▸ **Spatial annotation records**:
* start *

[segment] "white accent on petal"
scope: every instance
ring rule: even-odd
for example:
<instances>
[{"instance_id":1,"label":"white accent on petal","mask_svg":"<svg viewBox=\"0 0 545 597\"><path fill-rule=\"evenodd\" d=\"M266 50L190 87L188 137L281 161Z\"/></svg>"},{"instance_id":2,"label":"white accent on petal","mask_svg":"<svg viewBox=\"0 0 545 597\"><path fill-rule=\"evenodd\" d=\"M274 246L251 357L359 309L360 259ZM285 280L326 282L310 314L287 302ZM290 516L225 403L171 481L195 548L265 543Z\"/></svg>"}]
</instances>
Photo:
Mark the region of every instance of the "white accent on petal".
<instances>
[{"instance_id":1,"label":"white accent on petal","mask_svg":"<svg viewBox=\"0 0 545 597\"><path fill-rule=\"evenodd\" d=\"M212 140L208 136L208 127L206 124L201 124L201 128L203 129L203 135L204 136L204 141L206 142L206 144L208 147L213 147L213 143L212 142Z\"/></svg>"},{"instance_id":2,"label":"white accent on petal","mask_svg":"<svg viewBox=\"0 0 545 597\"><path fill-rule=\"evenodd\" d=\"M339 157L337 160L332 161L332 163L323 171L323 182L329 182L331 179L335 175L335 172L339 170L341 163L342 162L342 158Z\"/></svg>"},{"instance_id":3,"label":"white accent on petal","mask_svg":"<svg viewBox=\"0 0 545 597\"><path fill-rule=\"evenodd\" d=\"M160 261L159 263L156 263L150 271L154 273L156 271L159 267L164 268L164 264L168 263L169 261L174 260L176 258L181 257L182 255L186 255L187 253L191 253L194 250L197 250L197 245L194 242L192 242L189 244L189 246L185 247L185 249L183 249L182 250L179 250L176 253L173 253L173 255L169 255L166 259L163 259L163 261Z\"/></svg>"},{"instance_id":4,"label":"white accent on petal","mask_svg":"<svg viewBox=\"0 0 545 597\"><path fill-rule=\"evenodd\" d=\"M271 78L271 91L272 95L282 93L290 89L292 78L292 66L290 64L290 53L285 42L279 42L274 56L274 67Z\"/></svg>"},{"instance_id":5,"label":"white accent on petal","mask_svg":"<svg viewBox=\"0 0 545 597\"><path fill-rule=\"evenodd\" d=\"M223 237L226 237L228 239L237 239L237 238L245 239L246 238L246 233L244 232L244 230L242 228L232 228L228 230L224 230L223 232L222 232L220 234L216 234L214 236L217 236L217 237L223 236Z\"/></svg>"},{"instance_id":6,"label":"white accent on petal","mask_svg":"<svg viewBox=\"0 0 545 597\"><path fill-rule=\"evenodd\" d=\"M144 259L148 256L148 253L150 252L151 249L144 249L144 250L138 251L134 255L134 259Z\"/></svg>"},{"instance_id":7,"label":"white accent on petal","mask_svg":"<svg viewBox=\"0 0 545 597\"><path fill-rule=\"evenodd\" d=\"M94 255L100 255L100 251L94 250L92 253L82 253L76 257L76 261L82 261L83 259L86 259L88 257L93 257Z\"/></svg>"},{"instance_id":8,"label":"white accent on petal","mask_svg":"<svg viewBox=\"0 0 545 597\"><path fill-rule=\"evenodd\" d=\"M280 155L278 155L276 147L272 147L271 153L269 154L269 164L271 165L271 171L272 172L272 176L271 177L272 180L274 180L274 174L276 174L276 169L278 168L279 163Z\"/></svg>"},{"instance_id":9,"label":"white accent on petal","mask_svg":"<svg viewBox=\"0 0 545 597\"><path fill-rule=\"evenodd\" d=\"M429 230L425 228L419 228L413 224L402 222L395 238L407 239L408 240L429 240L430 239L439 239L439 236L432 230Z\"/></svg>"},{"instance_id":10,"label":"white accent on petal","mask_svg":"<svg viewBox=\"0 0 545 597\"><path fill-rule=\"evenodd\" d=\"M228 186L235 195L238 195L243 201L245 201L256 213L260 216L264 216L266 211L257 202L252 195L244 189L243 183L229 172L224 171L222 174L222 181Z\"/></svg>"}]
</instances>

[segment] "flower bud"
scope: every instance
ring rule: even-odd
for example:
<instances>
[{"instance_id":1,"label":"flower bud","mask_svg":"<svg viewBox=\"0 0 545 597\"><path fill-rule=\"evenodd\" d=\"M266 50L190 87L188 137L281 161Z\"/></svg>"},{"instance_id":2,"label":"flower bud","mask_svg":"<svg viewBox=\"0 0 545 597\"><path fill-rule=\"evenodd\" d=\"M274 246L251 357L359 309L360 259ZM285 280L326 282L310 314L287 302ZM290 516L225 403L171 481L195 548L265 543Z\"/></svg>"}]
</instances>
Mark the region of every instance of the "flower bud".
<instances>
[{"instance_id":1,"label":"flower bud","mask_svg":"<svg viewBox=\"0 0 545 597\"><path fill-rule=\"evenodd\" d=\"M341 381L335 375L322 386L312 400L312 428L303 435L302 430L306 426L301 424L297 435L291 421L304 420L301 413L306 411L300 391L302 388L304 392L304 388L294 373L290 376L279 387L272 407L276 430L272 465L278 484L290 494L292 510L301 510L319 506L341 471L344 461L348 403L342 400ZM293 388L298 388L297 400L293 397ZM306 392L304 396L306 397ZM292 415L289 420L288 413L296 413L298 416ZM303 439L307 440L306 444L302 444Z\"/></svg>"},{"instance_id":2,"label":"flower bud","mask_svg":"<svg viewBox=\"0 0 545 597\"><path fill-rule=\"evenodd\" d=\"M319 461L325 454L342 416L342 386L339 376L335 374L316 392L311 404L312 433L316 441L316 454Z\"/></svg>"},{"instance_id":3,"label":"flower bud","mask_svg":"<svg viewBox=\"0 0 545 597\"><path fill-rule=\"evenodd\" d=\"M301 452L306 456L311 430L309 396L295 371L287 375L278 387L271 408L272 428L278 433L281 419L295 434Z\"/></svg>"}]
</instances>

* end *

Take the entries above and transcribe them in full.

▸ **Correct result**:
[segment] "white accent on petal"
scope: every instance
ring rule: even-odd
for example:
<instances>
[{"instance_id":1,"label":"white accent on petal","mask_svg":"<svg viewBox=\"0 0 545 597\"><path fill-rule=\"evenodd\" d=\"M266 50L190 87L188 137L281 161Z\"/></svg>"},{"instance_id":2,"label":"white accent on petal","mask_svg":"<svg viewBox=\"0 0 545 597\"><path fill-rule=\"evenodd\" d=\"M274 246L251 357L359 309L360 259ZM285 280L326 282L310 314L287 302ZM290 516L225 403L171 481L195 548L265 543Z\"/></svg>"}]
</instances>
Photo:
Mark the region of every instance of the "white accent on petal".
<instances>
[{"instance_id":1,"label":"white accent on petal","mask_svg":"<svg viewBox=\"0 0 545 597\"><path fill-rule=\"evenodd\" d=\"M212 140L208 136L208 127L206 124L201 124L201 128L203 129L203 135L204 136L204 141L206 142L206 144L208 147L213 147L213 143L212 142Z\"/></svg>"},{"instance_id":2,"label":"white accent on petal","mask_svg":"<svg viewBox=\"0 0 545 597\"><path fill-rule=\"evenodd\" d=\"M339 157L337 160L332 161L332 163L323 171L323 182L329 182L331 179L335 175L335 172L339 170L341 163L342 162L342 158Z\"/></svg>"},{"instance_id":3,"label":"white accent on petal","mask_svg":"<svg viewBox=\"0 0 545 597\"><path fill-rule=\"evenodd\" d=\"M160 261L159 263L156 263L150 271L154 273L156 271L159 267L164 268L164 264L168 263L169 261L174 260L176 258L181 257L182 255L186 255L187 253L191 253L194 250L197 250L197 245L194 242L192 242L189 244L189 246L185 247L185 249L183 249L182 250L179 250L176 253L173 253L173 255L169 255L166 259L163 259L163 261Z\"/></svg>"},{"instance_id":4,"label":"white accent on petal","mask_svg":"<svg viewBox=\"0 0 545 597\"><path fill-rule=\"evenodd\" d=\"M271 78L271 91L272 95L282 93L290 89L292 78L292 66L290 64L290 53L285 42L279 42L274 56L274 67Z\"/></svg>"},{"instance_id":5,"label":"white accent on petal","mask_svg":"<svg viewBox=\"0 0 545 597\"><path fill-rule=\"evenodd\" d=\"M223 237L226 237L228 239L237 239L237 238L245 239L246 238L246 233L244 232L244 230L242 228L232 228L228 230L224 230L223 232L222 232L220 234L216 234L214 236L217 236L217 237L223 236Z\"/></svg>"},{"instance_id":6,"label":"white accent on petal","mask_svg":"<svg viewBox=\"0 0 545 597\"><path fill-rule=\"evenodd\" d=\"M144 259L148 256L148 253L150 252L151 249L144 249L144 250L138 251L134 255L134 259Z\"/></svg>"},{"instance_id":7,"label":"white accent on petal","mask_svg":"<svg viewBox=\"0 0 545 597\"><path fill-rule=\"evenodd\" d=\"M94 255L100 255L100 251L94 250L92 253L82 253L76 257L76 261L82 261L83 259L86 259L88 257L93 257Z\"/></svg>"},{"instance_id":8,"label":"white accent on petal","mask_svg":"<svg viewBox=\"0 0 545 597\"><path fill-rule=\"evenodd\" d=\"M280 155L278 155L276 147L272 147L271 153L269 154L269 164L271 165L271 171L272 172L272 176L271 177L272 180L274 180L274 174L276 174L276 169L278 168L279 163Z\"/></svg>"},{"instance_id":9,"label":"white accent on petal","mask_svg":"<svg viewBox=\"0 0 545 597\"><path fill-rule=\"evenodd\" d=\"M429 230L425 228L419 228L413 224L402 222L395 238L407 239L408 240L429 240L430 239L439 239L439 236L432 230Z\"/></svg>"},{"instance_id":10,"label":"white accent on petal","mask_svg":"<svg viewBox=\"0 0 545 597\"><path fill-rule=\"evenodd\" d=\"M228 186L235 195L238 195L243 201L245 201L256 213L260 216L264 216L266 211L257 202L252 195L244 189L243 183L229 172L224 171L222 174L222 181Z\"/></svg>"}]
</instances>

[segment] "flower bud"
scope: every instance
ring rule: even-odd
for example:
<instances>
[{"instance_id":1,"label":"flower bud","mask_svg":"<svg viewBox=\"0 0 545 597\"><path fill-rule=\"evenodd\" d=\"M266 50L190 87L188 137L281 161Z\"/></svg>"},{"instance_id":2,"label":"flower bud","mask_svg":"<svg viewBox=\"0 0 545 597\"><path fill-rule=\"evenodd\" d=\"M274 246L251 357L359 309L360 259ZM285 280L326 282L310 314L287 302ZM290 516L225 403L171 481L195 548L265 543Z\"/></svg>"}]
</instances>
Mark the region of every instance of the "flower bud".
<instances>
[{"instance_id":1,"label":"flower bud","mask_svg":"<svg viewBox=\"0 0 545 597\"><path fill-rule=\"evenodd\" d=\"M341 381L335 375L322 386L312 400L312 428L303 435L302 430L306 426L301 424L297 435L291 421L304 420L301 413L306 411L300 391L302 388L304 392L304 388L294 373L290 376L279 387L272 407L276 430L272 465L278 484L290 494L292 510L301 510L319 506L341 471L344 461L348 403L342 400ZM293 388L298 388L297 400L293 397ZM306 392L304 396L306 397ZM292 415L289 420L288 413L296 413L298 416ZM303 439L307 440L306 444L302 444Z\"/></svg>"},{"instance_id":2,"label":"flower bud","mask_svg":"<svg viewBox=\"0 0 545 597\"><path fill-rule=\"evenodd\" d=\"M319 461L325 454L342 416L342 386L339 376L335 374L316 392L311 404L312 433L316 441L316 454Z\"/></svg>"},{"instance_id":3,"label":"flower bud","mask_svg":"<svg viewBox=\"0 0 545 597\"><path fill-rule=\"evenodd\" d=\"M301 452L306 456L311 430L309 396L295 371L287 375L278 387L271 408L272 428L278 433L281 419L295 434Z\"/></svg>"}]
</instances>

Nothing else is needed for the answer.